Records from a data source:
----

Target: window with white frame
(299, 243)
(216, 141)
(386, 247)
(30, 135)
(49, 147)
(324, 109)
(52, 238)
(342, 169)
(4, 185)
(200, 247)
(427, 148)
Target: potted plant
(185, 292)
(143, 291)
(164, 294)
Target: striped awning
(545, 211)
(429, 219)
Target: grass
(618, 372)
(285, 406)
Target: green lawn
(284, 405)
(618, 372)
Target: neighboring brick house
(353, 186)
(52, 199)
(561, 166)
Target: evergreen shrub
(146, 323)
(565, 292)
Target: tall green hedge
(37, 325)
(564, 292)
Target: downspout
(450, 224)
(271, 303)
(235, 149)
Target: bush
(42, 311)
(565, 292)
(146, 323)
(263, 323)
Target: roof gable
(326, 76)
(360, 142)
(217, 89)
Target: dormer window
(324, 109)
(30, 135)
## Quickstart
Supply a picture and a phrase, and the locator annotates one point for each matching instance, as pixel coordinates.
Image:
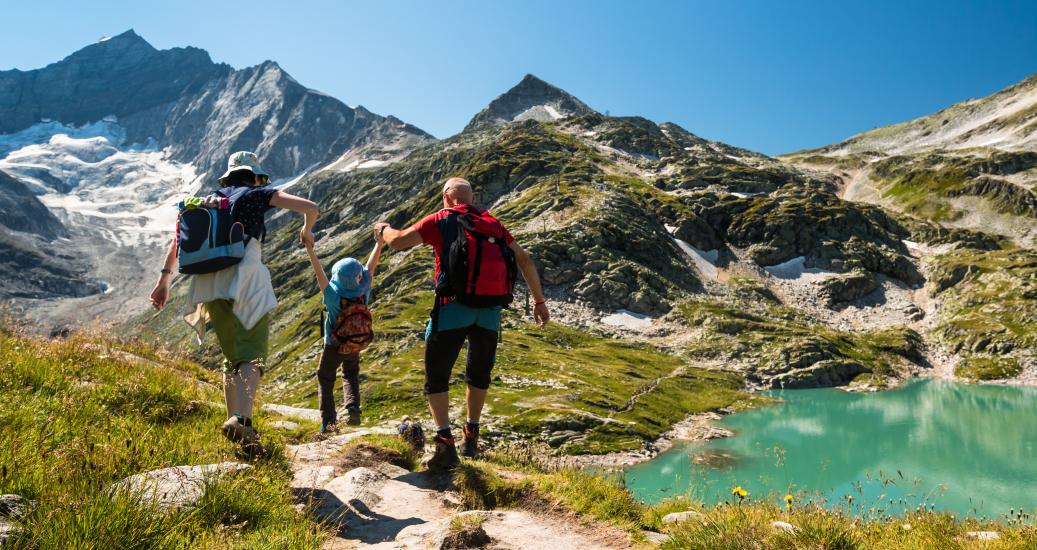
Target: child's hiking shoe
(445, 458)
(354, 415)
(412, 433)
(470, 441)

----

Once you find the line that contains "Target: dormer window", reproduce it and every line after it through the end of the entries above, exactly as written, with no pictures.

Target: dormer window
(324, 109)
(30, 135)
## Quickstart
Supply a picture and a phrase, and the locator annotates one point for each matching instance, as pixel coordinates.
Image:
Target: child's hiking shoe
(445, 458)
(354, 415)
(412, 433)
(470, 441)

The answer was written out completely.